▶ [Text passage]:

The product planning can be divided into five categories, on which decisions have to be made. These are product innovations, product variations, product differentiations, product eliminations, and product diversifications.
Innovations describe the creation of new products and services, which have not previously been on the market yet. Product innovations, if successful, are known to be the most profitable ones. However, there is always a chance of failing. Additionally, the creation of new products is costly in terms of resources needed. According to the mentioned definition, product innovations are fairly rare in the passenger airline industry, though CONRADY, FICHERT and STERZENBACH argue that the product of the LCC, which is described in chapter 3.2, is an innovation. However, this is an entirely new concept comprising more characteristics than those of a single product. It takes into account all of the four Ps at once. Thus, the concept itself cannot be seen as a product innovation, but the product of this concept may. It is an innovation since it only combines the core product, which is the flight, and services, which are essential for flying, such as the booking process, for example.
Additional innovations, which were introduced to the German market lately, are, for example, the provisioning of internet access on board of the aircrafts.
Product variations describe the change of characteristics of existing products in order to react to market changes or to eliminate product errors, whereas the product in general stays the same. Consequently, the product remains up-to-date and satisfies the current demand. By modifying the product, the number of products stays the same. Within the passenger airline market products are modified regularly by adjusting flight schedules, varying catering components, etc.
Another way of changing the product portfolio is the product differentiation. Here, an additional product extends the existing portfolio in order to saturate different market segments than the ones that are already served. Product differentiations are, like product variations, used to react to market changes and to make profit of arising potential, such as new target groups for example. Within the passenger airline market booking classes are a well-known example for a product differentiation, where different target groups are addressed, such as business travelers via the business class and leisure travelers via the economy class. The offered classes may, for example, vary in the size of the seats, the catering or the media provided during the flight according to what the targeted customer requires.
Furthermore, products can be eliminated from the existing product portfolio. Reasons for this might be, for example, the insufficient congruity with the current demand or high costs. The product elimination can thus be seen as the opposite of the product diversification. Consequently, the example which was used for describing product differentiation can also be used for describing product eliminations within passenger airline market. Here different booking classes can be eliminated in order to stop addressing a certain target group.
Contrary to MEFFERT’s four components, CONRADY, FICHERT and STERZENBACH mention a fifth component, which a decision can be made on - the product diversification. It also describes the expansion of the current product portfolio by products which are either related to the existing ones (horizontal diversification), which are a part of the supply chain (vertical diversification), or which are not related to the existing products (lateral diversification). All three kinds of product diversification can be applied by airlines.

▶ [Entries shown]:
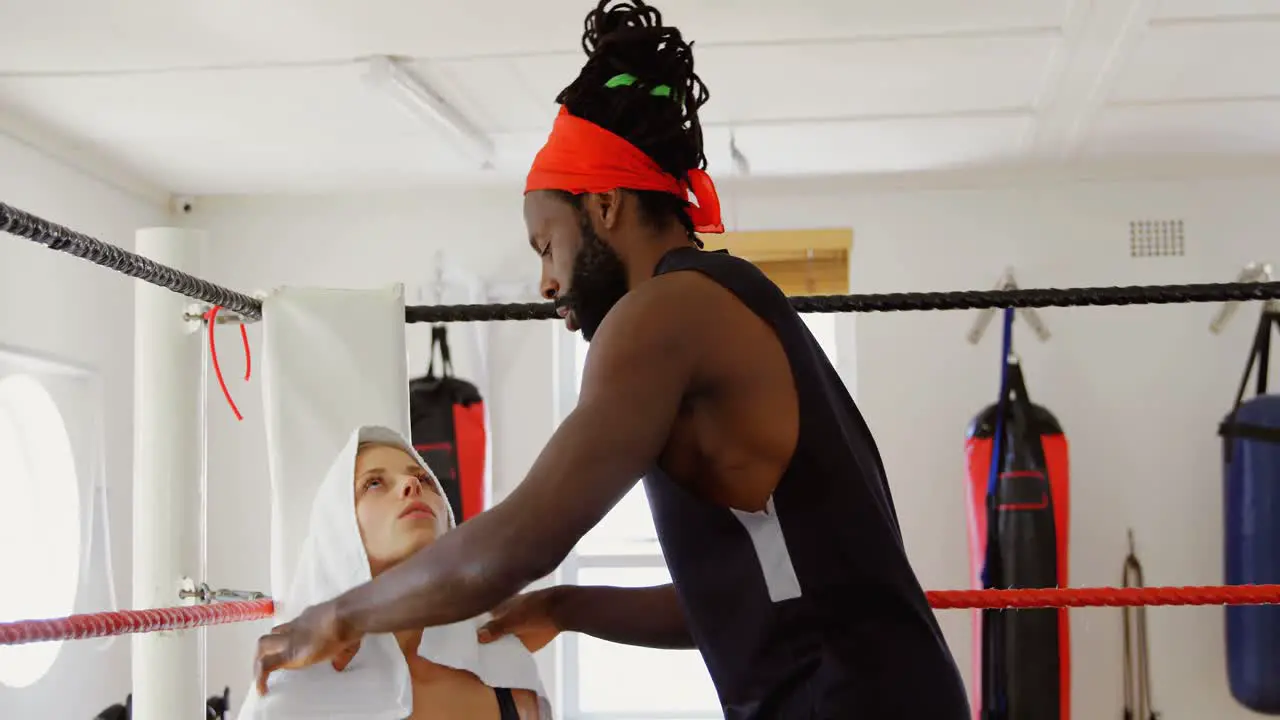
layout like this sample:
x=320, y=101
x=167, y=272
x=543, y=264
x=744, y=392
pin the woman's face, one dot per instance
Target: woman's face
x=397, y=507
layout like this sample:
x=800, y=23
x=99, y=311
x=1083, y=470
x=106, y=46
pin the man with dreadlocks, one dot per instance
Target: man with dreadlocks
x=789, y=572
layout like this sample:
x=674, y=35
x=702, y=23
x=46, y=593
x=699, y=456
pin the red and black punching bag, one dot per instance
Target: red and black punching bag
x=1018, y=538
x=447, y=422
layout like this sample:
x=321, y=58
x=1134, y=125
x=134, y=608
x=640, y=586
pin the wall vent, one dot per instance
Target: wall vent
x=1156, y=238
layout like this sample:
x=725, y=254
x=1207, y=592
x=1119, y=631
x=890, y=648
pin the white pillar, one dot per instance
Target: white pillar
x=167, y=360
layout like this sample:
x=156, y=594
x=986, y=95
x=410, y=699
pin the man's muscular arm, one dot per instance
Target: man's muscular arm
x=640, y=616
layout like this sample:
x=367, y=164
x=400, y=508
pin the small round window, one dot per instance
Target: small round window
x=40, y=522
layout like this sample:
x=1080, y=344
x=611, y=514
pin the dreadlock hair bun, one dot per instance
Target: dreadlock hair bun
x=627, y=37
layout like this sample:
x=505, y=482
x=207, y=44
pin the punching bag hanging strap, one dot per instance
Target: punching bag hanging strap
x=1260, y=354
x=440, y=338
x=997, y=442
x=993, y=674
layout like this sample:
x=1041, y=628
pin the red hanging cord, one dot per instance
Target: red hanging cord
x=213, y=351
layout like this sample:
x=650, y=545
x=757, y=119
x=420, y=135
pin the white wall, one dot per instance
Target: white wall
x=60, y=306
x=1138, y=464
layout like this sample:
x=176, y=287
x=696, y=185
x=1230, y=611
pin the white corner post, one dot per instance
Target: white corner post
x=167, y=464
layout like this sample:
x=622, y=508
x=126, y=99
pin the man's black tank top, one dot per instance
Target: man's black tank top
x=808, y=609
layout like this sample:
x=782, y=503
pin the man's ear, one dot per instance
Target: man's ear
x=604, y=208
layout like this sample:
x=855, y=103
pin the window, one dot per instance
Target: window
x=40, y=522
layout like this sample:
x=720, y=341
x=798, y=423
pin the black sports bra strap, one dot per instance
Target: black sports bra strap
x=507, y=709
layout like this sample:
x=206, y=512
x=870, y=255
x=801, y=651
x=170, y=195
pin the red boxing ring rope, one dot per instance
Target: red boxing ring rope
x=124, y=621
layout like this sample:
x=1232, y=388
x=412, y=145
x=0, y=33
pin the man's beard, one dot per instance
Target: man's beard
x=598, y=281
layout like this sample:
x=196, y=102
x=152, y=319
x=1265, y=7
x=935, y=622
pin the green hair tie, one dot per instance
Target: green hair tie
x=627, y=80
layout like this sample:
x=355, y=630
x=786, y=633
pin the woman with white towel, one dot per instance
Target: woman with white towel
x=378, y=505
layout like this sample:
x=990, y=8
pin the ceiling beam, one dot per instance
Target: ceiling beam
x=81, y=159
x=1100, y=36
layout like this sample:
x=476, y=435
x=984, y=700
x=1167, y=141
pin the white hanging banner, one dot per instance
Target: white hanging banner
x=332, y=360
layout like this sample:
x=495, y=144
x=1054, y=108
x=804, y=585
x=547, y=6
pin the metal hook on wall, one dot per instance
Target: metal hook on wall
x=1251, y=273
x=1029, y=314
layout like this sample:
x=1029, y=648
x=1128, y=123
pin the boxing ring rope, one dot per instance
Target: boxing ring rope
x=58, y=237
x=126, y=621
x=169, y=359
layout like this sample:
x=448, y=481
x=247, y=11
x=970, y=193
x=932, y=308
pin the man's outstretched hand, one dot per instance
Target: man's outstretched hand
x=528, y=616
x=315, y=636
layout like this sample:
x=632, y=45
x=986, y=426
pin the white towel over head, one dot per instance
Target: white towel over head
x=375, y=686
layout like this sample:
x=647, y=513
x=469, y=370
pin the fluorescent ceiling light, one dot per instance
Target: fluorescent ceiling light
x=391, y=76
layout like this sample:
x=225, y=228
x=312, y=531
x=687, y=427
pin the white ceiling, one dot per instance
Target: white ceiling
x=241, y=96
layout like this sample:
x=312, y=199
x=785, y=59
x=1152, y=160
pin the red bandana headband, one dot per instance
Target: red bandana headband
x=581, y=156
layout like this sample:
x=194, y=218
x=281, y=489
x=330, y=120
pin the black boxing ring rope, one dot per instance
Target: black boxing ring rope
x=59, y=237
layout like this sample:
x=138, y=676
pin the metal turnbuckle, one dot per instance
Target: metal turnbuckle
x=206, y=595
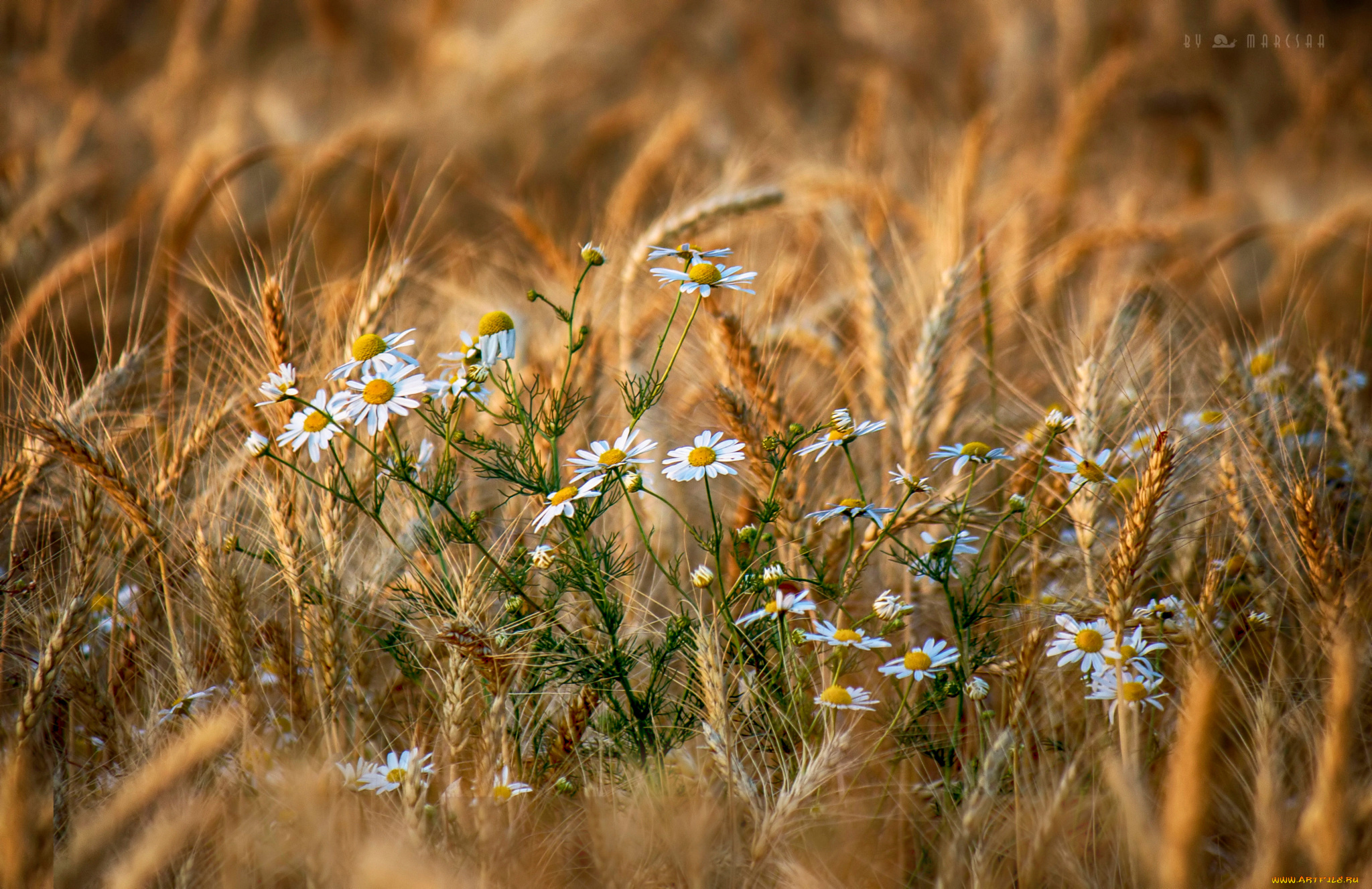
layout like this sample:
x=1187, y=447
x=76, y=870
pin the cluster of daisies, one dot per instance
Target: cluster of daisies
x=409, y=766
x=1119, y=670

▶ [Direction 1]:
In the text on airline product planning, why can the low-cost carrier concept not itself be counted as a product innovation, and why can its product be? Answer in one to three sentences.
▶ [Direction 2]:
Write the next part of the text on airline product planning, picking up after its final sentence.

▶ [Response 1]:
The concept cannot count as a product innovation because it is an entirely new concept with more characteristics than a single product and takes all four Ps into account at once. Its product may count as an innovation because it combines only the core product, the flight, with services essential for flying, such as the booking process.

▶ [Response 2]:
Air cargo, for example, is a case of horizontal diversification. Here the airline offers an additional product, which is similar to the existing ones, but can use conjunct resources, such as the aircrafts. Purchasing a catering company would be an example of vertical diversification. When a company, which usually operates in a totally different field of business, starts to operate in the passenger airline market, it is considered a case of lateral diversification.
The price policy covers all decisions that have to be made on the fare that is charged for the final product. This includes, for example, decisions on discounts as well as on payment and delivery conditions in accordance with the overall marketing strategy of the company.
In most cases price policy aims to maximize the profit. However, there is a range of other objectives that companies try to achieve nowadays. These comprise objectives regarding the company itself, such as an increased cost recovery, full employment or a stable position in the market, and objectives regarding the position in the market in general, such as the winning of new market segments and new customers, or the creation of a certain image.
The price policy offers a wide range of strategies and instruments to find the right price for the offered products. However, not all of them can be used at any time to the same degree for any product or service due to different characteristics. This also applies for airlines. Their products consist of typical service characteristics. They are, for example, not storable and the production and the consumption take place at the same time, which means that the core product expires after the production, which in this case is the flight. The price building process of airlines therefore is very complex and depends on many factors, such as the point-of-sale, the target group, the season, etc. However, to keep it simple, it can be said that in general the price policy process can be divided into two phases. The pricing process, which indicates the fare levels for each product, and the revenue management, which states how many seats are to be sold at every level. Since this paper looks at the status quo of airlines business concepts and its effect on the customers only, it will not consider dynamic pricing strategies and the revenue management process in detail. Furthermore, it will not take into account, whether prices are based on the costs, the competition, or the value.
The pricing process of airlines can be divided into two main stages. First of all a price level has to be set. It has to be decided whether prices are supposed to be on a low, a medium or a high level. The low price strategy is also known as promotion price strategy. It is usually used to sell a simple product with a few added services only. This strategy usually does not need much promotion since the low prices are promoting the product themselves. The high price strategy, in comparison, also known as premium price strategy, requires more promotion. This strategy is mainly used for selling more complex products, which include the core product as well as a range of augmented products. All price levels in between are known as medium price strategies. Some authors argue that airlines mainly apply the two major strategies; the premium price strategy or the promotion price strategy. However, today such a strict separation is nearly impossible since the price levels vary just as the products of the airlines do. There are prices available at a low, a medium and a high price level as well.
Additionally, the “No Frills Concept”, also known as the “A La Carte Pricing”, has become more important recently. It allows the airline to sell the core product (the flight from A to B) separately and to achieve additional revenues by selling further services. These revenues are called ancillary revenues (see chapter 2.2.1).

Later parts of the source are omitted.